Stated problem: Can you write out all of the entries below again, switching every "point-based localization" to "point grounding" and leaving everything else unchanged?

+++

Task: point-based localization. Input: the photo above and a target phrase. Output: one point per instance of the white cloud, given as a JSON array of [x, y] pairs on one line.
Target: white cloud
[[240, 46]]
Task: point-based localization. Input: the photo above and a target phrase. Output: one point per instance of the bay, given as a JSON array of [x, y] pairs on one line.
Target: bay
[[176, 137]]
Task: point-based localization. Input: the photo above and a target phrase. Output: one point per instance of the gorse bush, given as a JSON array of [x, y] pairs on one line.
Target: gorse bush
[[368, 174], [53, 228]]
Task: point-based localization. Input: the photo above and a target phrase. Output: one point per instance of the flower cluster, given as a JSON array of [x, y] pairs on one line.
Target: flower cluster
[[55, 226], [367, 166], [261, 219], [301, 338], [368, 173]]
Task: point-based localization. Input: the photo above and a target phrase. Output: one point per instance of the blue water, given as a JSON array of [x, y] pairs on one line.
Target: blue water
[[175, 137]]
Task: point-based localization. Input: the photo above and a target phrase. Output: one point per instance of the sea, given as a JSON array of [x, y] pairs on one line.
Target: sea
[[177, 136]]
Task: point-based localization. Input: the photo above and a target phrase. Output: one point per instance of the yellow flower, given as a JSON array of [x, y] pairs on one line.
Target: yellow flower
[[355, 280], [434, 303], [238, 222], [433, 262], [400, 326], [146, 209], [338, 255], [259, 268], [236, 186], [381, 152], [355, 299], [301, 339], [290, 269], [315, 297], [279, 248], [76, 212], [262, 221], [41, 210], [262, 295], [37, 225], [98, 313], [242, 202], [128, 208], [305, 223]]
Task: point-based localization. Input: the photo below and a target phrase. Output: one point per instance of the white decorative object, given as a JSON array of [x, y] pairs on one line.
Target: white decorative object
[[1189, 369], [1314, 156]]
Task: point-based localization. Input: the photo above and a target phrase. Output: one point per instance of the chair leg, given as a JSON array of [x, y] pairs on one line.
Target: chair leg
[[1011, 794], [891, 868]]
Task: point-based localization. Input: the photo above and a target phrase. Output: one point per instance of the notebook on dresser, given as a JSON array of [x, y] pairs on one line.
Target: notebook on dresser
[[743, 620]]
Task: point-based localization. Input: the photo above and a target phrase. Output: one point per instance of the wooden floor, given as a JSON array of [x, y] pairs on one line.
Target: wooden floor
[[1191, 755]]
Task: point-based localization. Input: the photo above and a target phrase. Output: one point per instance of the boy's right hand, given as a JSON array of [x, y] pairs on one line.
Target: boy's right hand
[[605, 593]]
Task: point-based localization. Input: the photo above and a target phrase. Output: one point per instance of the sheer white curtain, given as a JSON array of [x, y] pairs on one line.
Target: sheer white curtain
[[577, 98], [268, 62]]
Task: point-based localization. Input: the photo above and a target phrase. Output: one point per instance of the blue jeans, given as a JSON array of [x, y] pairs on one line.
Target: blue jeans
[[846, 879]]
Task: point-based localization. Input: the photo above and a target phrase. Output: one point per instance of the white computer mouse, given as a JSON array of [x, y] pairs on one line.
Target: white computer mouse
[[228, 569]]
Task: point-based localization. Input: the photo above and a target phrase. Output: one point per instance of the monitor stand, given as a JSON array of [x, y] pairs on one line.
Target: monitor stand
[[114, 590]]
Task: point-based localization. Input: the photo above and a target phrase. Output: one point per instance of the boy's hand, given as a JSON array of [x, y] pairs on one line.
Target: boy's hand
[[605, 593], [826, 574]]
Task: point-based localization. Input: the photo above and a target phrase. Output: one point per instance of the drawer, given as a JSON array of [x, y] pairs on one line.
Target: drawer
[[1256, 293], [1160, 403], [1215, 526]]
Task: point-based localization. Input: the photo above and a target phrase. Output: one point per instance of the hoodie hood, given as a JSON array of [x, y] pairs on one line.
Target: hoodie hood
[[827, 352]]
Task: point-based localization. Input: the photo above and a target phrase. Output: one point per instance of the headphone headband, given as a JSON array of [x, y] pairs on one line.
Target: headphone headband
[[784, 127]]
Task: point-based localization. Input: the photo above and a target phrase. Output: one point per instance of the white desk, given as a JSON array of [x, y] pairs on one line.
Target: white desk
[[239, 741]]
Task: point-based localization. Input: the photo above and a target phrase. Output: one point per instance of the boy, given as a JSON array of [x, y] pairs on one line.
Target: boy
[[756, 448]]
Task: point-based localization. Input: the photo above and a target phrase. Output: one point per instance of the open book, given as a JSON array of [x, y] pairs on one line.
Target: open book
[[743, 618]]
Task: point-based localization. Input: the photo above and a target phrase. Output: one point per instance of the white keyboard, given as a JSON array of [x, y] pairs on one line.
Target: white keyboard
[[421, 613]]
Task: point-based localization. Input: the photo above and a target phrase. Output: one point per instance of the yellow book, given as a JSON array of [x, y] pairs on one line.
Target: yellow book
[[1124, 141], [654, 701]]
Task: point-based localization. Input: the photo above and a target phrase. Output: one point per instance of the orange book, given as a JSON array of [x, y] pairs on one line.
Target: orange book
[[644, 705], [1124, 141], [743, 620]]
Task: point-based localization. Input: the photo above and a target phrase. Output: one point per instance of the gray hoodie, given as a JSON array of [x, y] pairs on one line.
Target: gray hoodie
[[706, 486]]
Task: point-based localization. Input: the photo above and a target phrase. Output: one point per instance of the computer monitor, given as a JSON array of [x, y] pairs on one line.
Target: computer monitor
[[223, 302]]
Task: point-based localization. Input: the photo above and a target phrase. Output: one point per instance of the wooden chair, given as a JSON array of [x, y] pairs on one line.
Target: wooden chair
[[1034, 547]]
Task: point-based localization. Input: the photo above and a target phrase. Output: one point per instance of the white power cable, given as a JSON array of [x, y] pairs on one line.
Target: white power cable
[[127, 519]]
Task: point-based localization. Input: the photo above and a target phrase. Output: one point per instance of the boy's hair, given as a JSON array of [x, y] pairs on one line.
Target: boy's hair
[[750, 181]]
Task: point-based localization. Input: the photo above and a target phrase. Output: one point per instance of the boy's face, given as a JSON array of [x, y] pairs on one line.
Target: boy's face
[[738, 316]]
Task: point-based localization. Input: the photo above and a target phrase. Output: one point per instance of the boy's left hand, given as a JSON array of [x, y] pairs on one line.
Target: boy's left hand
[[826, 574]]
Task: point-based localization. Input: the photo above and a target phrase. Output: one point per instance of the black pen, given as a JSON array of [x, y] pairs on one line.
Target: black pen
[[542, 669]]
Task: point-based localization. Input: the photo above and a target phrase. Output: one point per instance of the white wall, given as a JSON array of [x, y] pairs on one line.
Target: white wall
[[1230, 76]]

+++

Solution to this task:
Task: point grounding. Input: the photo above and a target phrase. Output: one point per instance of the white cloud, given as a JSON array of [x, y] pairs on one line.
Target: white cloud
[[240, 46]]
Task: point grounding. Input: the photo above and a target phrase. Output: one point per instance of the bay, given as a JSON array of [x, y] pairs on one line.
Target: bay
[[176, 137]]
Task: point grounding. Input: the photo above and a target phrase. Output: one point per instance of the gorse bush, given as a JSON array of [x, y] pairs on one line.
Target: gorse bush
[[368, 174], [53, 228]]
Task: point grounding. Input: the photo above and a target phrase. Output: one point per instance of the flower cluster, given as a JSON array of [x, y] pairs on one line.
Target: flower cluster
[[55, 226], [367, 166], [261, 219], [301, 338], [368, 173]]
Task: point grounding. Input: the photo above and a target phrase. Output: one point per instance of the blue water, given as a JSON array of [x, y] pairs on one line.
Target: blue water
[[175, 137]]
Task: point grounding. Input: the photo above and a target phrase. Output: one point per instance of the sea, given as a JSON array of [x, y] pairs on one line.
Target: sea
[[177, 136]]
Task: point grounding. Input: the photo above and a target phrase. Output: one point per instance of the yellow flower, given as a JSON array of [x, y] pairs on one line.
Target: yellow flower
[[355, 280], [434, 303], [238, 222], [433, 262], [400, 326], [146, 209], [338, 255], [259, 268], [236, 186], [381, 152], [355, 299], [301, 339], [290, 269], [315, 297], [279, 248], [76, 212], [262, 221], [41, 210], [262, 295], [37, 225], [98, 313], [242, 202], [128, 208], [305, 223]]
Task: point grounding. Input: the photo below and a target phrase. Output: one point per instance of the white decorative object, given as a JSON array of [x, y] pairs on one line.
Target: white decorative object
[[1189, 369], [1314, 156]]
Task: point grounding. Input: the photo above and a target phrase. Output: one point per instance of the chair leg, given as a JSON array of [x, y] pairs on one line.
Target: chair leg
[[1011, 794], [891, 868]]
Task: point grounding. Input: the photo above and a target phrase. Output: one point per instance of the notebook on dresser, given as a JSON array of [x, y] pairs on one line.
Target: notebook on dresser
[[743, 620]]
Task: point grounding. Input: the photo above and a target phrase. Output: one point per instance of the wooden floor, given as a JSON array of [x, y] pairs on one line.
Target: wooden floor
[[1191, 755]]
Task: point grounding. Input: the photo above and a target phrase. Output: one point per instance of the boy's right hand, given as a JSON array of [x, y] pairs on one line.
Target: boy's right hand
[[605, 593]]
Task: point grounding. Input: the photo above and a target phrase. Output: one point per instance of the sheer white curtain, given as a JSON array of [x, y] pairs on one line.
Target: sheer white curtain
[[577, 98], [268, 62]]
Task: point grounding. Input: the photo above and a target phrase. Output: one point per instance of the blue jeans, given as a JSON array of [x, y] pairs on one line.
Target: blue jeans
[[846, 879]]
Task: point grounding. Input: the photo above and a target phrase. Output: one point per instance of the white computer mouse, given as a JSON array of [x, y] pairs on one line.
Target: white computer mouse
[[228, 569]]
Task: point grounding. Input: the photo above and a target phrase. Output: one point per instance of the monitor stand, given as a JSON array of [x, y] pairs on one line.
Target: monitor stand
[[114, 590]]
Task: point grounding. Input: the photo above and a target phrase. Output: one point per instance of the boy's hand, given as a JSON array of [x, y] pairs on one line.
Target: boy's hand
[[605, 593], [826, 574]]
Task: point grounding. Input: the photo above and a target phrase. Output: one point per instance of the drawer, given as a JSON array of [x, y] pairs on one line.
Target: drawer
[[1256, 293], [1160, 403], [1215, 526]]
Task: point grounding. Input: the photo above and a target phrase. Output: one point per instance of the hoodie hood, given as a JSON array of [x, y] pairs on one line.
Target: hoodie hood
[[827, 352]]
Task: point grounding. Input: the photo above and a target phrase. Output: one point per instance of the headphone headband, given as a JSON array of [x, y] pairs on one line.
Target: headphone headband
[[784, 127]]
Task: point grounding. Input: the photo above and a target phrase. Output: one point per instance of the white desk, given as a JSON array of [x, y] pairs on one line.
Target: white desk
[[239, 741]]
Task: point grounding. Input: the photo above and a target phrase. Output: one point per instance of the boy, given as a JSON array of [x, y] pairs on one line.
Target: boy
[[756, 448]]
Task: point grounding. Input: the photo above and a target phrase. Output: one point per instance of the open book, given as a JSON array of [x, y] pairs on one line.
Target: open book
[[743, 618]]
Task: point grounding. Input: the photo above and a target phrase. Output: one point per instance of the white keyboard, given as a JSON array of [x, y] pairs on one line.
Target: white keyboard
[[421, 613]]
Task: point grounding. Input: the photo above and a target phrase. Output: one point per instance of the yellow book, given as a JSON array of [x, y] pairs on one line.
Target: yellow book
[[1124, 141], [654, 701]]
Task: point grounding. Input: the photo above and a target phrase. Output: one point per instance of the orange book, given as a JSON array of [x, y] pairs on one line.
Target: orange book
[[644, 705], [1124, 141], [743, 620]]
Task: point grounding. Input: the photo above and a target phrase. Output: one point per instance of the gray hoodie, given as a JSON array of [x, y] pairs on one line.
Target: gray hoodie
[[706, 486]]
Task: point grounding. Input: the photo above and a target phrase. Output: one point per instance of the computer monitor, given as a JSON array of [x, y] pairs on one line.
Target: computer monitor
[[223, 302]]
Task: point grounding. Input: the photo above and a target phrase. Output: one point per instance of the wooden chair, given as a JSON array of [x, y] pairs on one line.
Target: wooden chair
[[1034, 547]]
Task: point grounding. Input: the photo above and a target phrase. Output: one point per instance of the white power cable, given as a JSON array of [x, y] pairs on one line.
Target: white power cable
[[127, 519]]
Task: point grounding. Input: the photo above and a target phrase. Output: one point per instance of the boy's hair, given as a JSON array of [x, y] pairs on one line.
Target: boy's hair
[[750, 181]]
Task: point grounding. Input: the photo above and a target phrase. Output: one point per instance of the boy's face, given as a JSON array of [x, y] pairs on one line.
Target: boy's face
[[738, 316]]
Task: point grounding. Input: the photo above and a target phrase. Output: one point per instance of the boy's left hand, given as a JSON array of [x, y] pairs on one line.
Target: boy's left hand
[[826, 574]]
Task: point grounding. Input: the photo above and a target phrase. Output: one point per instance of the black pen, given as a JSON array of [x, y] pairs on one line.
Target: black pen
[[542, 669]]
Task: point grounding. Input: the photo above and a target phrase. Output: one point per instance of the white wall, given as a JSON array of [x, y] pairs on one line.
Target: white wall
[[1230, 76]]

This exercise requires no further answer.